• [Exercise aim]: Set down exactly the entries below, beginning at their first line and ending at the line with "Target: red dugout wall".
-- Opening Marker --
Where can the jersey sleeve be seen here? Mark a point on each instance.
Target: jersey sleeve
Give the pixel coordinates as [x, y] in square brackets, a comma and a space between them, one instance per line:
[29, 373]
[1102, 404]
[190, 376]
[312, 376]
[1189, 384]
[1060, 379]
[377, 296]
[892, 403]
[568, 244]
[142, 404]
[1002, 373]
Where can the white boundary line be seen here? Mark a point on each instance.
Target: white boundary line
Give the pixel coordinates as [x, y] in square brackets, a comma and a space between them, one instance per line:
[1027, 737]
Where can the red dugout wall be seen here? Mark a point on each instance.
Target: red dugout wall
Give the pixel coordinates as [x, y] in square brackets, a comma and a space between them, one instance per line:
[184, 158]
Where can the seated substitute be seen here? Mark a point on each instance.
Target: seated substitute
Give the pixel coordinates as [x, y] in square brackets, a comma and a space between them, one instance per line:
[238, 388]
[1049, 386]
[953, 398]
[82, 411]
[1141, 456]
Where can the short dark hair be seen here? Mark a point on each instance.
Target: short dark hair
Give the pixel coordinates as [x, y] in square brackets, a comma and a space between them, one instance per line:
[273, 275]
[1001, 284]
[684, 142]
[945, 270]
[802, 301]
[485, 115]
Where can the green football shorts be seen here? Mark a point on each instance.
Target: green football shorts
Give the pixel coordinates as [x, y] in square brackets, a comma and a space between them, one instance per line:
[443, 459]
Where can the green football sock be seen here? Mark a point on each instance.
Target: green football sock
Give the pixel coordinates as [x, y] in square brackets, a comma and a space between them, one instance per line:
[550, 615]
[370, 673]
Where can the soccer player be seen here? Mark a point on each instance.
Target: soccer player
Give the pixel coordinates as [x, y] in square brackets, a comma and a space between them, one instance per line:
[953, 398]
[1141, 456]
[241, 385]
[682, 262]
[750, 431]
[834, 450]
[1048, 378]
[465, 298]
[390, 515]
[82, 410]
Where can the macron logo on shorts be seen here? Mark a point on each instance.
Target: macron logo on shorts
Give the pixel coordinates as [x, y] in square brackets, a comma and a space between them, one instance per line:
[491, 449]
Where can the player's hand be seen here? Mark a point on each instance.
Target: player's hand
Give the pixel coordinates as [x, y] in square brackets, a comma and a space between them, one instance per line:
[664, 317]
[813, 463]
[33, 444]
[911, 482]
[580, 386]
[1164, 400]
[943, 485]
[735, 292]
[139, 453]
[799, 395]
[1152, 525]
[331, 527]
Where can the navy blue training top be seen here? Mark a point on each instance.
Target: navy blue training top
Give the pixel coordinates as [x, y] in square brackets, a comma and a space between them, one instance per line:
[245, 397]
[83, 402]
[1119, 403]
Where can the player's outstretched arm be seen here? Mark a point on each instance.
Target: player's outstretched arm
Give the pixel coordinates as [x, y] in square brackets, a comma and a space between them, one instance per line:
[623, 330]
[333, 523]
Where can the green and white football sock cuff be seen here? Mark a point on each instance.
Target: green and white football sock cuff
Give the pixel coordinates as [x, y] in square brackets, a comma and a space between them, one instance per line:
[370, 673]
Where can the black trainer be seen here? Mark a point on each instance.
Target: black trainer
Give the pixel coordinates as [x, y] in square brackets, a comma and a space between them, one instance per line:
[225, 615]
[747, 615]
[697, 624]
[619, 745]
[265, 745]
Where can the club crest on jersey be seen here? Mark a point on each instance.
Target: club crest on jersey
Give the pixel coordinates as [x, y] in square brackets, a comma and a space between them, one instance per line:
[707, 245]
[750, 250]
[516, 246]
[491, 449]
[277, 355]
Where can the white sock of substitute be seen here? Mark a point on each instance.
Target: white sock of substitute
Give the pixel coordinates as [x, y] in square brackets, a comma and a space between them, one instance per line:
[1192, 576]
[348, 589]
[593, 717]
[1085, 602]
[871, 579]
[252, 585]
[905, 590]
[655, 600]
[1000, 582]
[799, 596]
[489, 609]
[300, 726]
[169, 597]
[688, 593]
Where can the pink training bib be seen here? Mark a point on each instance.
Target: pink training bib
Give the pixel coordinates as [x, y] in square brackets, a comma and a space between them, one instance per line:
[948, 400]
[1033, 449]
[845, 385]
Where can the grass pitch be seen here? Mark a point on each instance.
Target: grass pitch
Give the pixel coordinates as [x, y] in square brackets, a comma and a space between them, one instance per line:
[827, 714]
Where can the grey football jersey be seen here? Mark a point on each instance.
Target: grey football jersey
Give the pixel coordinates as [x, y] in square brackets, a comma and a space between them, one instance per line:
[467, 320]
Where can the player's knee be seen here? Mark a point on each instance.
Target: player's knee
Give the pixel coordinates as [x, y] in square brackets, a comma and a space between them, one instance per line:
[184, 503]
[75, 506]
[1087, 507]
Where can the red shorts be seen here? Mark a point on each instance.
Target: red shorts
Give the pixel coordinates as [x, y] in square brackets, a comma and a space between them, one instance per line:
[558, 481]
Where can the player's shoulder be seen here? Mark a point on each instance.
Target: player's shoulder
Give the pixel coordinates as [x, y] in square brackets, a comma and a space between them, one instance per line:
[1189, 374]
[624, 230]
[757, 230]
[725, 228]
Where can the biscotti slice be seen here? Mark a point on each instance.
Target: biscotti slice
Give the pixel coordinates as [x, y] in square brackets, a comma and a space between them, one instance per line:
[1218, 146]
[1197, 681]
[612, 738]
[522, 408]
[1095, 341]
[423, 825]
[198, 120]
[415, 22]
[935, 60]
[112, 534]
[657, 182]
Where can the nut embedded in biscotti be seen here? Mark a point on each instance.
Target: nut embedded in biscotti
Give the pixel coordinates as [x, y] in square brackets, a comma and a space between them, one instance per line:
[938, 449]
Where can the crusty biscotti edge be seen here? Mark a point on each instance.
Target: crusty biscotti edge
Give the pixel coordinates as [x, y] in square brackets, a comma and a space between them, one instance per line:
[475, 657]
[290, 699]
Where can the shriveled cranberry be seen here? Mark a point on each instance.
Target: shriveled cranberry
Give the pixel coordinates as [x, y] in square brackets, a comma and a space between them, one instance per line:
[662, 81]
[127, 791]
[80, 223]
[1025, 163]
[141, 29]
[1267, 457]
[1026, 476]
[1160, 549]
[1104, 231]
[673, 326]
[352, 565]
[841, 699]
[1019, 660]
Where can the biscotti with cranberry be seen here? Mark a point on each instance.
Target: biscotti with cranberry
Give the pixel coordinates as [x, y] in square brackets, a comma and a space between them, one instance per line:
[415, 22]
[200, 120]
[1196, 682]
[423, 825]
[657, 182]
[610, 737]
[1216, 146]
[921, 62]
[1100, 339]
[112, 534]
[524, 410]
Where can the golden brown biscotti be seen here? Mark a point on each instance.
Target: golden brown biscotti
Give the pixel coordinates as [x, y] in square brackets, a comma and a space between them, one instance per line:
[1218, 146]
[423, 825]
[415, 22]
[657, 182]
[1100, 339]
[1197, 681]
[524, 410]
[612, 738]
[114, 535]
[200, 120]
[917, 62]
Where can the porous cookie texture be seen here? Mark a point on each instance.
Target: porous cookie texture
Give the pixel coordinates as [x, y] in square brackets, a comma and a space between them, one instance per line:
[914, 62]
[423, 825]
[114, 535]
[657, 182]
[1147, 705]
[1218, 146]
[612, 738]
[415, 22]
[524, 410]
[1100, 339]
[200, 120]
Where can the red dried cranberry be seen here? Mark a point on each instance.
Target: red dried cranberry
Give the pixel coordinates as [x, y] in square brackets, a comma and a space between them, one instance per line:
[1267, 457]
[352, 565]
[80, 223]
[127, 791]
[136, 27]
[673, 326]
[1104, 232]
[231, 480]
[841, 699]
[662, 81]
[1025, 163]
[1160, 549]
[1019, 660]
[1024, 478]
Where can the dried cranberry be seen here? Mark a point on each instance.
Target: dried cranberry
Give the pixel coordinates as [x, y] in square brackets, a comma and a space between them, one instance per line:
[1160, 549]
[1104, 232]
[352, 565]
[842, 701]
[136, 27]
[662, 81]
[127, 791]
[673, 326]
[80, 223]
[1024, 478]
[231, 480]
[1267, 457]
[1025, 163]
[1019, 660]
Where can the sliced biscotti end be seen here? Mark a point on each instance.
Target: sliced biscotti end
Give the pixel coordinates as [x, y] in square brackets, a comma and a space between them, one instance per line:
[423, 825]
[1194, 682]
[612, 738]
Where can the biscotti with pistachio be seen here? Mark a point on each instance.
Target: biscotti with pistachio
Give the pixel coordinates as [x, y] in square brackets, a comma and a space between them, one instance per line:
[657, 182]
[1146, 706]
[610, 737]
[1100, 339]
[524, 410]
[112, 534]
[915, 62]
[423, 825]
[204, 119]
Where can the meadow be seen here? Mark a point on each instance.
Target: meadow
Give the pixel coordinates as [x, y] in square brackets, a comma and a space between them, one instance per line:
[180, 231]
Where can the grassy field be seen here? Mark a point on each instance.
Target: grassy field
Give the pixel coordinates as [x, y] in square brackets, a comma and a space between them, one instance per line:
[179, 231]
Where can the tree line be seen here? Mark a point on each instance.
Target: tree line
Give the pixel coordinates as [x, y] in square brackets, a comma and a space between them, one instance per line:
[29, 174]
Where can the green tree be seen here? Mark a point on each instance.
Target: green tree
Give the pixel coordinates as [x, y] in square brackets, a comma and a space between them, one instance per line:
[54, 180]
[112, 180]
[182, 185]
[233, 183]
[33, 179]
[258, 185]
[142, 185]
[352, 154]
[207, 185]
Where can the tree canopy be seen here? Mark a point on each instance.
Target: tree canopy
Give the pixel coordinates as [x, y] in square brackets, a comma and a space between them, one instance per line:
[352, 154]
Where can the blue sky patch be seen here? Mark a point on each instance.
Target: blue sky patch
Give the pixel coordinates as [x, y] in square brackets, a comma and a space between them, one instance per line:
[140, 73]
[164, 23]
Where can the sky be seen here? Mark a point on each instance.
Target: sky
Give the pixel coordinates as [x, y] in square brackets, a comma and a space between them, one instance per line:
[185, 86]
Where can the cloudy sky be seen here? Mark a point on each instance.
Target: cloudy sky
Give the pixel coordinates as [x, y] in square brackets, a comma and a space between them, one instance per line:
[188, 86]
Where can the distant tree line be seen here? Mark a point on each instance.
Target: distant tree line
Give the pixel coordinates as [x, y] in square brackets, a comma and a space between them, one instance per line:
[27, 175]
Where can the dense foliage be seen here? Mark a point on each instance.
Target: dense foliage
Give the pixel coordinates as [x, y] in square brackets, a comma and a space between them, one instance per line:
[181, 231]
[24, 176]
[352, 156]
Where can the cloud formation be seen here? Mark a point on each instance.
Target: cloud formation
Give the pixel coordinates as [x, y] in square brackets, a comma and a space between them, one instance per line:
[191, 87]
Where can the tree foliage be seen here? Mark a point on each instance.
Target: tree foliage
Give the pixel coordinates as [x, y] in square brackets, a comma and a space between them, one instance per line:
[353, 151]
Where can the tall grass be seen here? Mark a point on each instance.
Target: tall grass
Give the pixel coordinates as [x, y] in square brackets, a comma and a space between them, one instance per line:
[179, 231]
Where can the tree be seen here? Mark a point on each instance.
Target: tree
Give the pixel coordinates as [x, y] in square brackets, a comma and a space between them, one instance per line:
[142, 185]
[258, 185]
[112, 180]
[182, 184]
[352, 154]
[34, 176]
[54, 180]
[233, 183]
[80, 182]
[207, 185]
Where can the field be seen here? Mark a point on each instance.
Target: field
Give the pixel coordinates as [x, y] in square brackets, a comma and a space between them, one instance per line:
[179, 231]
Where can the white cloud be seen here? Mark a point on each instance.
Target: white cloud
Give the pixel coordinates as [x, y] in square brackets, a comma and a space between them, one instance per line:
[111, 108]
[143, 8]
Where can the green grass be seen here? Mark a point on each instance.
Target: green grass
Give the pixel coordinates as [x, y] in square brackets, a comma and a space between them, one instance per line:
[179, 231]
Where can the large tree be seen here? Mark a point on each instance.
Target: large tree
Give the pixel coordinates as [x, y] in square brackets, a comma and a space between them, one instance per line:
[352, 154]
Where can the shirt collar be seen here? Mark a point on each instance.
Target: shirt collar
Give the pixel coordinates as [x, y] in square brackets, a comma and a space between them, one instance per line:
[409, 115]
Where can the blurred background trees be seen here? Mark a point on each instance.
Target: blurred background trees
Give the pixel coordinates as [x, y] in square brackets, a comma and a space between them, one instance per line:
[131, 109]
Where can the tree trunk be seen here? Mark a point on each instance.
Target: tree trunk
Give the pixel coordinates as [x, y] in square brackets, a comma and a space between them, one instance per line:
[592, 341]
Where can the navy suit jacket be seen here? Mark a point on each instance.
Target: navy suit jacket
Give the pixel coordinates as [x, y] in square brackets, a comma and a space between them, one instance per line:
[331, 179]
-- Closing Marker --
• [Completed task]:
Where can the jersey sleeve be seen here? Mark a point on each instance.
Target: jersey sleeve
Give the pixel coordinates as [x, y] in square brackets, a comma and a space between them, one instance per line:
[29, 373]
[1102, 404]
[190, 376]
[312, 376]
[1189, 384]
[1060, 379]
[377, 296]
[892, 403]
[568, 244]
[142, 404]
[1002, 373]
Where can the white boundary line be seen here? Mark a point on each instance.
Target: white boundary line
Give the pixel coordinates as [x, y] in square brackets, a comma and a space between them, one instance per line:
[1027, 737]
Where can the red dugout wall be seen here? Mark a point on each instance.
Target: red dugout wall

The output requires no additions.